• **Extracted text**
- - -
Thank you for posting...there is little that brings me joy...i crochet when i have the motivation but have lost pleasure for most things.  I have my little dog that keeps me company and i force myself to take for a walk each day.  It's hard and I am running out of trying to find things to keep me going.  

Tizzy
Community Member

Thankyou for your post.  This is too hard for me to understand sorry, I am lost.

therising
Valued Contributor
Valued Contributor

Hi Tizzy

 

I suppose it's about what your husband can do to help you move forward in certain ways. If he can provide you with financial opportunities and that's pretty much it, could you take advantage of those financial opportunities, especially in the ways of self development of some kind? Can you think of any ways in which you'd like to develop yourself or certain parts of yourself? For example, is there something you'd like to casually study, to serve the student in you? Could even involve studying meditation within a group of like minded people who are trying to manage anxiety and/or depression. Btw, I know a new group can be incredibly challenging to join, especially when social anxiety is a major issue. Is there somewhere you'd like to go, to serve the adventurer in you? Is there something you'd like to do to the house (the environment you're in) so as to serve the interior decorator in you? This could even involve outdoor areas, so as to serve the gardener in you. Are there any parts of you that you'd like to bring to life, including some that might have seemingly gone to sleep or have been put to sleep in the relationship over the years?
- - -
• **Available data**
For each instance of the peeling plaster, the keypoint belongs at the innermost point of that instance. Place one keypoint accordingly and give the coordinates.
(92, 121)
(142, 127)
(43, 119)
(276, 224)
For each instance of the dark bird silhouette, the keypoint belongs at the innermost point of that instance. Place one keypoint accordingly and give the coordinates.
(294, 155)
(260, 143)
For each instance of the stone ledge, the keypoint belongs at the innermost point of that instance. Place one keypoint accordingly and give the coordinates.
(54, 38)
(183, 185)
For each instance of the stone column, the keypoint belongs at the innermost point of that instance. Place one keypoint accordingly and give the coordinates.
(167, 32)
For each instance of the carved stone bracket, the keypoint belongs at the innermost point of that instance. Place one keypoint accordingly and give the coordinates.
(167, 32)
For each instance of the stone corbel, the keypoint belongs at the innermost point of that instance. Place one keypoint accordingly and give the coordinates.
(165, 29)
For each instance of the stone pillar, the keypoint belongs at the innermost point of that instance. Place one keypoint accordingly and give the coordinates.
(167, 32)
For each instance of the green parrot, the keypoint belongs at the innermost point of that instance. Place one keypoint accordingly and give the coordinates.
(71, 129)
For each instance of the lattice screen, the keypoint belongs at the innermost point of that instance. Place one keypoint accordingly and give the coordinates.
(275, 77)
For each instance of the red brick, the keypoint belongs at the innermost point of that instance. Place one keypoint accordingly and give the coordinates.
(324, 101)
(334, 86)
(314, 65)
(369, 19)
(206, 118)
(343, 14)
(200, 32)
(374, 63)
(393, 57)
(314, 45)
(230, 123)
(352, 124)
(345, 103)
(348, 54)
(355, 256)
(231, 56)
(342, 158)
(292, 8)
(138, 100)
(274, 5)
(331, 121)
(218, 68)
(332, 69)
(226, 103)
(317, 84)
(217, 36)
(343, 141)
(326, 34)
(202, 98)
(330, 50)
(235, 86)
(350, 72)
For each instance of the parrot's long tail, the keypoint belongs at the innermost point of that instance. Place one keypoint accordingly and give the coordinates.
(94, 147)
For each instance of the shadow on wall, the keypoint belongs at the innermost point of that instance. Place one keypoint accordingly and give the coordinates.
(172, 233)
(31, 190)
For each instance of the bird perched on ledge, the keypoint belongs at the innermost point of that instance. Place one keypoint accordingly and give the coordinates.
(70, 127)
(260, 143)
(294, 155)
- - -
• **Action item**
Write the next part of the forum thread about losing pleasure in everyday life, starting after its final sentence.

• **Answer for this exercise**
 

When it comes to the path you want to take, would you say you're interested in more of a soulful path of self development, rather than a psychological path? Instead of visiting another psychiatrist or psychologist, do you feel the need to take a different path at this time in your life?

Happylife
Community Champion
Community Champion

Hello Tizzy,

 

Thanks for reaching out.

 

Crochet is such a great hobby. It's very good for your brain, makes you learn new skills and reduces stress.

 

Walking is also great for physical and mental health.

 

Keep up the good work and hope you feel better...

 

Take care

Happylife

quirkywords
Community Champion
Community Champion

Tizzy

I understand the lack of motivation and not experiencing joy  in what you used to do. When you feel turned and down it is hard to try new things.

I feel by reaching out here answering posts y is have made a start in helping yourself. I see you want things to change but feel too tired to do so.

Do you like writing? I find your posts very honest annd  insightful.